#### PROBLEM STATEMENT
Output exactly the lines from the line with "bright background shown in this photo." through the end of the records below. Include nothing else.

#### DATASET RECORDS
======

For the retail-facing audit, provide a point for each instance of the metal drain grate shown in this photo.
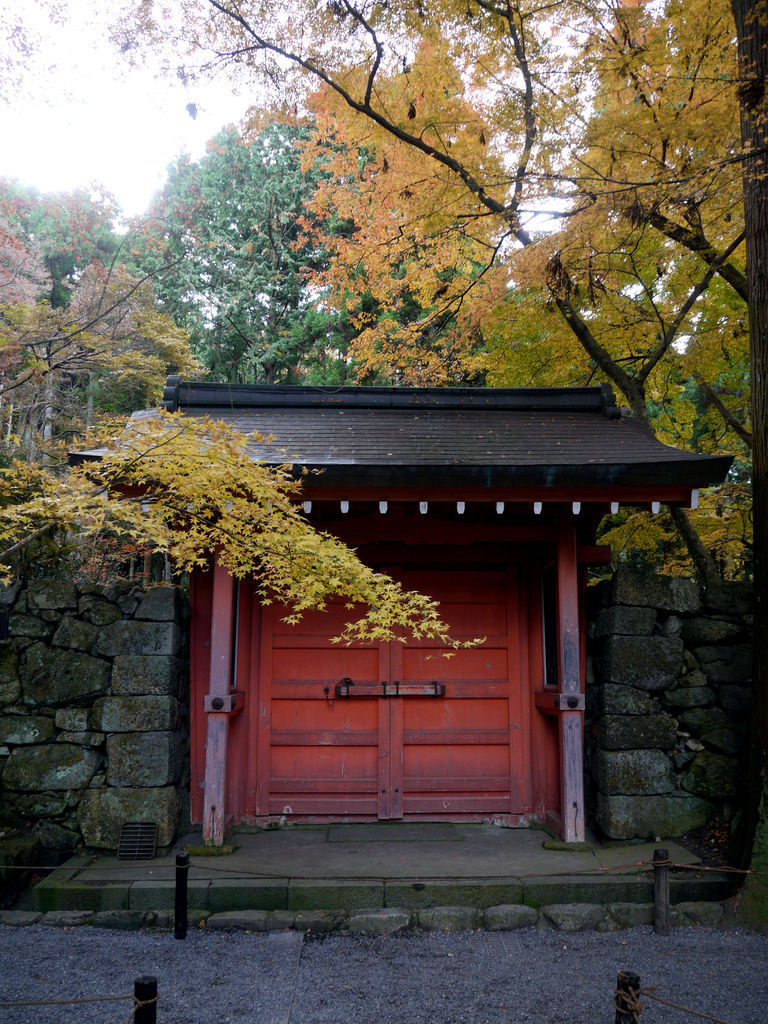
(138, 841)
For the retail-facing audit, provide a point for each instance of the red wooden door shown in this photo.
(441, 738)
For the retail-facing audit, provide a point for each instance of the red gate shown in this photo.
(394, 730)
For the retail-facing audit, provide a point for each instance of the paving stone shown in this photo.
(573, 916)
(19, 919)
(240, 921)
(67, 919)
(448, 919)
(509, 915)
(709, 914)
(380, 922)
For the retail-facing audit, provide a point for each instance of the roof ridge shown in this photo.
(190, 394)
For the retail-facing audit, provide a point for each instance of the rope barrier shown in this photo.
(137, 1004)
(648, 992)
(64, 1003)
(641, 865)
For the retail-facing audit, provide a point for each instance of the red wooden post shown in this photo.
(214, 790)
(571, 716)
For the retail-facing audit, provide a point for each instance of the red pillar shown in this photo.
(571, 713)
(217, 706)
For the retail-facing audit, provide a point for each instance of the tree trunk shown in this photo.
(752, 30)
(696, 549)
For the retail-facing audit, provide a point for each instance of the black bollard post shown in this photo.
(182, 872)
(662, 911)
(627, 1000)
(145, 989)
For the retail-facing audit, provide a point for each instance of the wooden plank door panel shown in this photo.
(387, 756)
(457, 749)
(325, 752)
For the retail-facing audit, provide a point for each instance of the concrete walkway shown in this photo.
(382, 864)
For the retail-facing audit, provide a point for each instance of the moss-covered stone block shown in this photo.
(47, 595)
(643, 816)
(379, 922)
(619, 732)
(161, 604)
(582, 889)
(573, 916)
(53, 766)
(468, 892)
(61, 677)
(130, 637)
(26, 729)
(323, 895)
(247, 894)
(53, 895)
(668, 593)
(10, 684)
(510, 915)
(153, 713)
(160, 894)
(103, 812)
(138, 674)
(647, 663)
(713, 775)
(634, 772)
(144, 759)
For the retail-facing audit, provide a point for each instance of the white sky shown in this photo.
(81, 118)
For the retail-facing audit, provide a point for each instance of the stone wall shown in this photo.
(668, 695)
(93, 716)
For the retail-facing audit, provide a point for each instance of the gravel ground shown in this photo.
(478, 978)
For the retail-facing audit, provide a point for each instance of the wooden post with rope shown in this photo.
(145, 996)
(662, 909)
(626, 999)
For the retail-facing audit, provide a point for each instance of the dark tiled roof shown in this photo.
(510, 436)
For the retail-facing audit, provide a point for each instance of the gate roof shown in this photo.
(444, 436)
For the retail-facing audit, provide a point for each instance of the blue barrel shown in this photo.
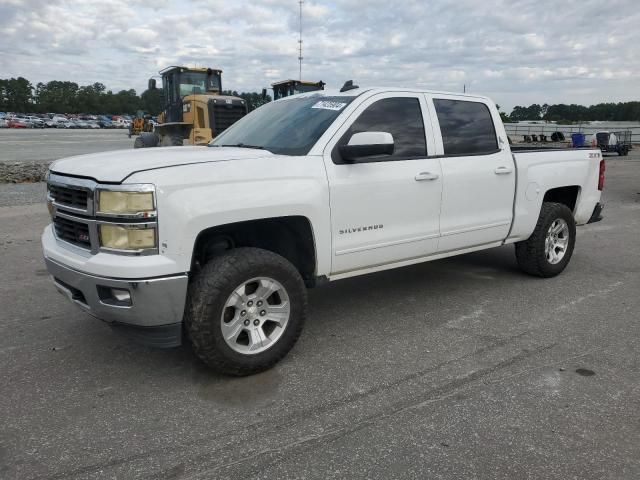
(578, 139)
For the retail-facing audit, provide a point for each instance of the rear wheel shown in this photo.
(245, 311)
(548, 251)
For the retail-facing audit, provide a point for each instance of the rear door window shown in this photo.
(467, 127)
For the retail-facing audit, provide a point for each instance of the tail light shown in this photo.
(601, 176)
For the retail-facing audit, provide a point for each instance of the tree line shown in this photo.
(19, 95)
(567, 114)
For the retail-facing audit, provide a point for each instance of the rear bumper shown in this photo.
(596, 216)
(152, 313)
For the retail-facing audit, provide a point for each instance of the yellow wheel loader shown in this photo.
(195, 111)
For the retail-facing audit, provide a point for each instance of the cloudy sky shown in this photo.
(516, 51)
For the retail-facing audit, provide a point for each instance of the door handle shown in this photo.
(422, 176)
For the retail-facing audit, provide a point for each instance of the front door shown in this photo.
(479, 175)
(384, 209)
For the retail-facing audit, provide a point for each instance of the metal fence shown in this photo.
(515, 129)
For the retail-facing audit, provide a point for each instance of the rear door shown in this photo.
(385, 209)
(479, 173)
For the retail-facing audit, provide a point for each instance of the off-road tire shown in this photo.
(211, 288)
(531, 255)
(146, 140)
(171, 140)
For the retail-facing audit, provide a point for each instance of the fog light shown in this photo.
(117, 297)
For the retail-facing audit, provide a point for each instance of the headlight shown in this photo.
(129, 237)
(126, 203)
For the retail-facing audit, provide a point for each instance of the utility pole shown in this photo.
(300, 41)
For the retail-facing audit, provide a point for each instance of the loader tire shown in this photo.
(146, 140)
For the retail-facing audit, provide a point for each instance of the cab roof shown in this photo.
(189, 69)
(355, 92)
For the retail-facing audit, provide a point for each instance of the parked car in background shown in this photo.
(36, 122)
(65, 124)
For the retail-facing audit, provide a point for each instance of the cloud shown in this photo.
(517, 51)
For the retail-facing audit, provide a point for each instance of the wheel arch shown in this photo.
(292, 237)
(566, 195)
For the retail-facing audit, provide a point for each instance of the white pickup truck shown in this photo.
(218, 244)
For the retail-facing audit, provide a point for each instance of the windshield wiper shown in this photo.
(244, 145)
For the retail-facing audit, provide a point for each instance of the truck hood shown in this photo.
(116, 166)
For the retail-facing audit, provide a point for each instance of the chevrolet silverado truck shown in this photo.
(217, 245)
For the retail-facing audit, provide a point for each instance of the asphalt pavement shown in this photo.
(459, 368)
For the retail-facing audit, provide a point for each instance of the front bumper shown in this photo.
(153, 312)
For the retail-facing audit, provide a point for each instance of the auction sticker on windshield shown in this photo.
(327, 105)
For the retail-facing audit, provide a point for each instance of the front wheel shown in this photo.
(546, 253)
(246, 310)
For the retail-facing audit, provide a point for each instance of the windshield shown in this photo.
(287, 127)
(194, 83)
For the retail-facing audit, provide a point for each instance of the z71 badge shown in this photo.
(360, 229)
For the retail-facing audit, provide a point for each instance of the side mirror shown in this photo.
(367, 144)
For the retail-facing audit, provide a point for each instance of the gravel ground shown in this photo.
(13, 194)
(459, 368)
(26, 153)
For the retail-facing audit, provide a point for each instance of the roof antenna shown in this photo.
(300, 42)
(348, 85)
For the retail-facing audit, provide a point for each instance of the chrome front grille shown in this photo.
(69, 197)
(73, 203)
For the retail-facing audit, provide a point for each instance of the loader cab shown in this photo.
(287, 88)
(179, 82)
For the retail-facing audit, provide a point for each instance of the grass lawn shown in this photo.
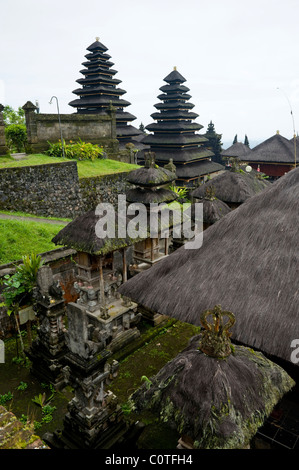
(86, 168)
(26, 214)
(18, 238)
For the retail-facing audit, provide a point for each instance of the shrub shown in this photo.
(77, 150)
(16, 136)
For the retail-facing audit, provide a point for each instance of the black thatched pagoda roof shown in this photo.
(213, 210)
(217, 404)
(99, 90)
(276, 149)
(174, 134)
(80, 234)
(248, 263)
(237, 150)
(150, 181)
(232, 187)
(150, 177)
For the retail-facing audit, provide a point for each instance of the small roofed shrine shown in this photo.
(101, 269)
(99, 91)
(152, 184)
(174, 135)
(213, 209)
(232, 187)
(256, 248)
(216, 394)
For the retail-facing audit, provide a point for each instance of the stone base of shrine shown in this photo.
(46, 368)
(118, 435)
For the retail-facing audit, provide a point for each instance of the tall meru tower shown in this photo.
(99, 89)
(175, 134)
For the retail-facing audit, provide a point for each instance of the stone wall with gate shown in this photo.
(93, 128)
(55, 190)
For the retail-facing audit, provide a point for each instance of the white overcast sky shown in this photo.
(234, 54)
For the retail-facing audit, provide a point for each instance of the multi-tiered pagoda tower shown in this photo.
(100, 90)
(174, 134)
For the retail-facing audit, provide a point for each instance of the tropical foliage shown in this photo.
(78, 150)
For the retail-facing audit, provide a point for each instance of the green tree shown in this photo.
(214, 142)
(16, 137)
(12, 116)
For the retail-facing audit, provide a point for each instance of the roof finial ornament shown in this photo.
(215, 341)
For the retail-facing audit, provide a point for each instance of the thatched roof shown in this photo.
(217, 403)
(213, 210)
(199, 168)
(232, 187)
(80, 234)
(238, 150)
(150, 177)
(276, 149)
(248, 263)
(148, 196)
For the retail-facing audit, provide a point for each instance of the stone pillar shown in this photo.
(49, 348)
(94, 419)
(30, 117)
(4, 150)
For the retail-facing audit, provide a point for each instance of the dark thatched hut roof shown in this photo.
(237, 150)
(219, 404)
(213, 210)
(150, 177)
(232, 187)
(276, 149)
(248, 263)
(149, 196)
(80, 234)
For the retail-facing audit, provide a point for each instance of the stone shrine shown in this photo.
(49, 348)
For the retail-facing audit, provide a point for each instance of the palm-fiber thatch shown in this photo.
(219, 404)
(276, 149)
(237, 150)
(150, 196)
(150, 177)
(213, 210)
(248, 263)
(81, 235)
(232, 187)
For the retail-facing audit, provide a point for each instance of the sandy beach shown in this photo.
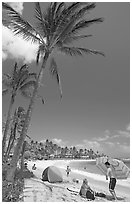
(58, 192)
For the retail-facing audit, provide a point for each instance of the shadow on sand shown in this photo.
(109, 197)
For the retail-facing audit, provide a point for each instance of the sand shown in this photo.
(47, 192)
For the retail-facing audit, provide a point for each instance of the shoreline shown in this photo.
(97, 184)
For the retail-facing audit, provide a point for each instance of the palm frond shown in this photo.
(72, 38)
(59, 9)
(76, 51)
(4, 92)
(28, 85)
(6, 81)
(39, 16)
(54, 72)
(86, 23)
(40, 52)
(68, 23)
(26, 94)
(27, 78)
(20, 26)
(64, 18)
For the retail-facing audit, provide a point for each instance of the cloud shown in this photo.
(15, 47)
(59, 142)
(18, 6)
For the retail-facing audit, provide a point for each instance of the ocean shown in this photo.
(89, 166)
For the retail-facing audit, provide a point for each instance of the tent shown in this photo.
(52, 174)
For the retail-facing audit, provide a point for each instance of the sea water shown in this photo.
(88, 168)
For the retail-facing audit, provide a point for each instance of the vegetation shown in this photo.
(55, 29)
(20, 80)
(49, 150)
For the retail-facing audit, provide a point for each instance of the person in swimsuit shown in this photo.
(68, 170)
(110, 173)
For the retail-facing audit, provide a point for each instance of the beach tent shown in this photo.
(52, 174)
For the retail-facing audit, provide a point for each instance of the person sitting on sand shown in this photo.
(112, 183)
(86, 191)
(68, 170)
(34, 167)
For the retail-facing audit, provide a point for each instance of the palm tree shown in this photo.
(18, 81)
(15, 126)
(55, 29)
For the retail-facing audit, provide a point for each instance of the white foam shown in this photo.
(63, 163)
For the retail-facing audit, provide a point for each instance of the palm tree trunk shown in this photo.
(7, 126)
(17, 150)
(11, 140)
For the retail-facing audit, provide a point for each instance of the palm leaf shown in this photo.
(84, 24)
(26, 94)
(28, 77)
(6, 81)
(63, 18)
(54, 72)
(68, 26)
(28, 85)
(41, 21)
(71, 38)
(20, 26)
(41, 51)
(76, 51)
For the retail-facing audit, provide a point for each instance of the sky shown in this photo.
(94, 111)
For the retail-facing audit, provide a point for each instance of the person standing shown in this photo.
(68, 170)
(111, 174)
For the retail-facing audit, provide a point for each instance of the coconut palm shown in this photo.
(18, 81)
(55, 30)
(16, 127)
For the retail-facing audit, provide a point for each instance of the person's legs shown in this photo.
(112, 186)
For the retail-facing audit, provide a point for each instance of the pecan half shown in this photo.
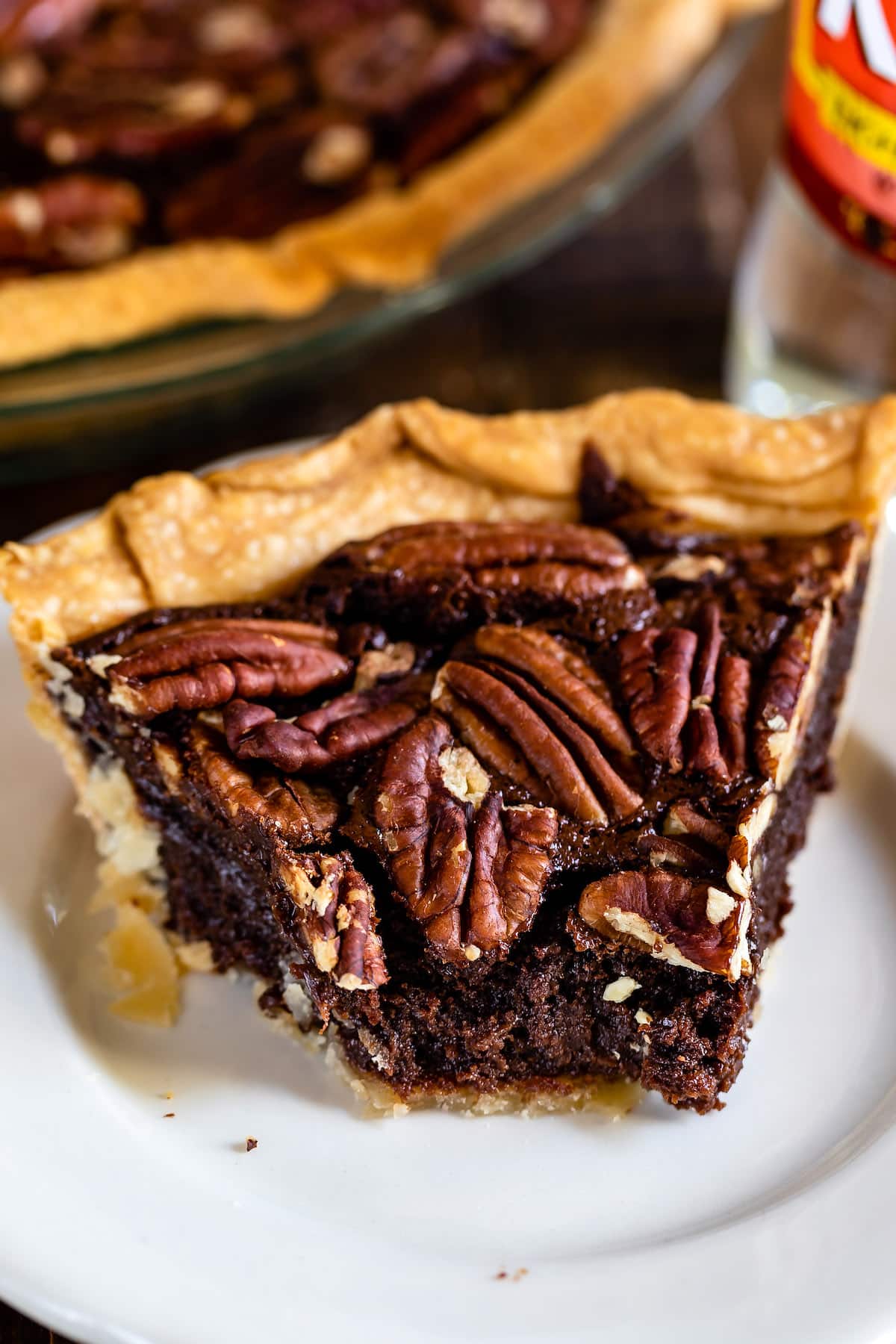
(688, 702)
(72, 221)
(677, 920)
(559, 559)
(655, 675)
(300, 167)
(385, 66)
(25, 23)
(543, 28)
(346, 727)
(559, 672)
(473, 878)
(682, 819)
(292, 809)
(208, 662)
(788, 695)
(509, 717)
(331, 913)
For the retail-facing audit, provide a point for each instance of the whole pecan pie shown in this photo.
(169, 161)
(503, 796)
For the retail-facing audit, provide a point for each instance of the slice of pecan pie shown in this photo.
(501, 797)
(171, 161)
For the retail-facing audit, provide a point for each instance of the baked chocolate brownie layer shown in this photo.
(503, 806)
(128, 124)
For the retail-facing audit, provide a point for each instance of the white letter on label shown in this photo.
(874, 30)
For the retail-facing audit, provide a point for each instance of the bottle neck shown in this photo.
(840, 127)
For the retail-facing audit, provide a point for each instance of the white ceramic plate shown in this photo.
(773, 1219)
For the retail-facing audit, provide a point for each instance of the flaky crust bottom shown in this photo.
(613, 1097)
(637, 52)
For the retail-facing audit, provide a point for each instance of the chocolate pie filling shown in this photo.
(131, 122)
(505, 806)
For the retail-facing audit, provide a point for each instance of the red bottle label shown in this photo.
(841, 117)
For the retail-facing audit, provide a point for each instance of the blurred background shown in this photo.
(625, 304)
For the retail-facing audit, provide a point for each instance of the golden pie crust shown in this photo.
(391, 238)
(252, 531)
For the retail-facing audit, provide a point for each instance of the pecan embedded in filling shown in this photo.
(147, 121)
(501, 797)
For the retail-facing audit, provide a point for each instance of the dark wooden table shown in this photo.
(641, 299)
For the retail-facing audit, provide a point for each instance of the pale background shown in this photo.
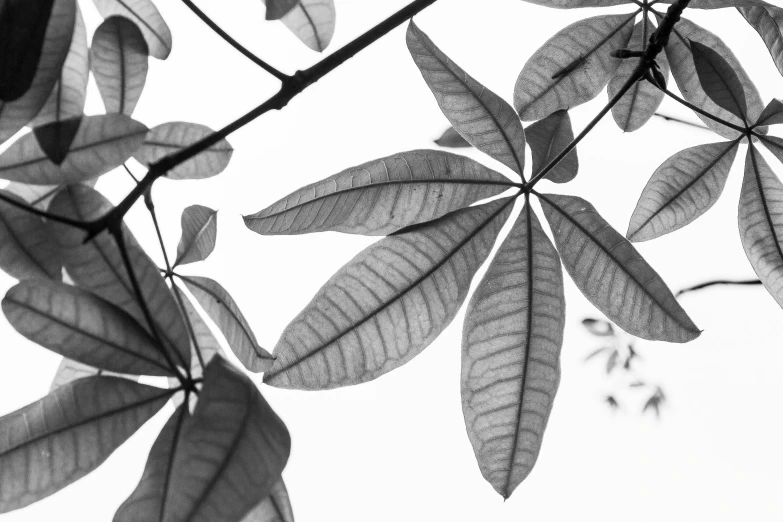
(396, 449)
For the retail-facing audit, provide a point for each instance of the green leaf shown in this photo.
(511, 344)
(612, 275)
(548, 138)
(388, 303)
(224, 311)
(761, 222)
(639, 104)
(572, 67)
(199, 233)
(169, 138)
(27, 250)
(478, 114)
(82, 326)
(683, 188)
(146, 16)
(64, 436)
(216, 465)
(101, 144)
(382, 195)
(118, 60)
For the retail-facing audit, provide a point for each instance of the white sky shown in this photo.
(396, 448)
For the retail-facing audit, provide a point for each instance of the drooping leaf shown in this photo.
(118, 60)
(388, 303)
(224, 311)
(639, 104)
(382, 195)
(26, 248)
(511, 344)
(572, 67)
(216, 465)
(169, 138)
(478, 114)
(548, 138)
(761, 222)
(146, 16)
(59, 439)
(683, 188)
(612, 275)
(101, 144)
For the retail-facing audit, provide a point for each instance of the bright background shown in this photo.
(396, 448)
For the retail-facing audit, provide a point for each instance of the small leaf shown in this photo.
(59, 439)
(612, 275)
(388, 303)
(118, 60)
(548, 138)
(169, 138)
(199, 233)
(382, 196)
(478, 114)
(683, 188)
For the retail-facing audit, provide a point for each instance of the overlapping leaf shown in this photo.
(511, 344)
(382, 195)
(612, 275)
(388, 303)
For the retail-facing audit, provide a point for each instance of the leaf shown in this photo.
(511, 344)
(687, 78)
(639, 104)
(118, 60)
(388, 303)
(548, 138)
(382, 196)
(101, 144)
(170, 138)
(97, 266)
(222, 308)
(64, 436)
(683, 188)
(216, 465)
(26, 249)
(483, 118)
(612, 275)
(761, 222)
(312, 21)
(16, 114)
(199, 233)
(146, 16)
(572, 67)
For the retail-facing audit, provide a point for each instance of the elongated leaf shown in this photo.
(216, 465)
(511, 354)
(572, 67)
(144, 14)
(97, 266)
(53, 442)
(548, 138)
(643, 99)
(382, 196)
(761, 222)
(16, 114)
(118, 60)
(169, 138)
(683, 188)
(478, 114)
(222, 308)
(612, 275)
(26, 248)
(388, 303)
(199, 233)
(684, 71)
(101, 144)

======

#### ANSWER TO THIS TASK
For the retail-facing audit, provide a point for each instance of the bright background shown in this photo.
(396, 448)
For the retail-facing audit, provide a point for each instance of the small leaf shown in this photo.
(59, 439)
(612, 275)
(388, 303)
(118, 60)
(548, 138)
(169, 138)
(199, 233)
(382, 196)
(478, 114)
(683, 188)
For the retail-facing audit, provide a point for each instance of the overlapping leaf shown in this photo.
(511, 344)
(382, 195)
(612, 275)
(388, 303)
For the retail-facing audit, provide a point for each instance of the leaf shown in this photo.
(511, 344)
(687, 78)
(639, 104)
(118, 60)
(388, 303)
(548, 138)
(382, 196)
(101, 144)
(170, 138)
(97, 266)
(222, 308)
(64, 436)
(683, 188)
(216, 465)
(26, 249)
(483, 118)
(612, 275)
(761, 222)
(312, 21)
(16, 114)
(199, 233)
(146, 16)
(572, 67)
For the retail-facing audit, provide a point for each instance of the elongated leaf shown in this photo.
(216, 465)
(511, 354)
(572, 67)
(144, 14)
(97, 266)
(53, 442)
(548, 138)
(643, 99)
(382, 196)
(761, 222)
(16, 114)
(118, 60)
(169, 138)
(683, 188)
(478, 114)
(222, 308)
(612, 275)
(26, 248)
(388, 303)
(199, 233)
(684, 71)
(101, 144)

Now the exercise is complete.